Recorded data:
###

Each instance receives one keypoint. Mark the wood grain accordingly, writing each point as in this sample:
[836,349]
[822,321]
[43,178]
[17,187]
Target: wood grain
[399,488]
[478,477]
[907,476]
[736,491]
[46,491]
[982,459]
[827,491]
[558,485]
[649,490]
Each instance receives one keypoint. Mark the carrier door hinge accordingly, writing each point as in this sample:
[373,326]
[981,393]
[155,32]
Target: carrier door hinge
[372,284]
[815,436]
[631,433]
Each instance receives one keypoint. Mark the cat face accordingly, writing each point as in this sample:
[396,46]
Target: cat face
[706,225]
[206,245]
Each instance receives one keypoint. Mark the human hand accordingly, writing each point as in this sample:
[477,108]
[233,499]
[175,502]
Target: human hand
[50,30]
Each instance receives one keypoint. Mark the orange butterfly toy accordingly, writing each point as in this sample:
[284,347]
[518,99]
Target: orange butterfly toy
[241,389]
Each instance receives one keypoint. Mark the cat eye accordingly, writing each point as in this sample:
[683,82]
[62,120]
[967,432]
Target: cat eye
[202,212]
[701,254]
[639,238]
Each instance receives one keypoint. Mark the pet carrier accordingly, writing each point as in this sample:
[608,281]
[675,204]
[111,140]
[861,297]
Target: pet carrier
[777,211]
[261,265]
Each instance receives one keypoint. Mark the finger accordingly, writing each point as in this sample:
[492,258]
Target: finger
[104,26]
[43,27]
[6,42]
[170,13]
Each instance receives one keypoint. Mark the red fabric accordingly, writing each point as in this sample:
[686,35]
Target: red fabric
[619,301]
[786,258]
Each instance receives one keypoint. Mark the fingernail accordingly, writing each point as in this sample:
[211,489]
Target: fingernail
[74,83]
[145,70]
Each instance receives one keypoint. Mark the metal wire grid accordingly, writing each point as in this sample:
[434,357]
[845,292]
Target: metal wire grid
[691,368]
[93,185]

###

Could you transcribe all of the data exactly as it is given?

Each instance receives one keypoint. Mark the wood grain accordingly, writing each point as in this sample:
[836,349]
[822,321]
[43,178]
[17,187]
Target: wood grain
[399,488]
[478,477]
[907,476]
[736,491]
[46,491]
[982,459]
[827,491]
[558,485]
[649,490]
Each instance receives one keypoint. Mark the carrier door hinge accordingly, writing each point as in this sample:
[373,326]
[981,393]
[155,32]
Target: carrier door hinge
[372,284]
[815,436]
[631,433]
Each instance receives one keypoint. Mark the cat face accordingly, writing each point as in this sample:
[396,46]
Target: cat face
[706,225]
[206,245]
Each instance receives one keypoint. Mark the human hand accordingly, writing each point as in this sample:
[477,108]
[233,499]
[175,502]
Target: human hand
[50,30]
Each instance receives one keypoint. Mark the orange butterfly toy accordingly, writing each point as in this sample:
[284,347]
[518,99]
Target: orange butterfly toy
[241,389]
Each instance receives one keypoint. Mark the cat eye accordingly, writing each point as in this sample:
[683,82]
[62,120]
[967,432]
Target: cat eye
[202,212]
[701,254]
[639,238]
Each instance receives one keypoint. Mark the pet carrier accordingly, writing each point as in this sample:
[608,281]
[675,204]
[111,140]
[861,297]
Target: pet carrier
[777,211]
[261,265]
Each instance receives one keypoint. Mark the finger accordingly, writing each point as in this sample:
[492,258]
Target: finger
[104,26]
[43,27]
[6,42]
[170,13]
Each instance receives one keypoint. Mark the red fabric accordingly, writing each point as in this sample:
[686,35]
Target: red fabric
[619,301]
[786,258]
Each instance receives one keypoint. Mark the fingernail accordingly, writing each point as in this sample:
[211,489]
Target: fingernail
[74,83]
[145,70]
Each instance receives one keypoint. Mark the metal wire grid accordingly, writing each point as in this sample:
[434,357]
[845,292]
Target: metal wire grid
[691,368]
[93,185]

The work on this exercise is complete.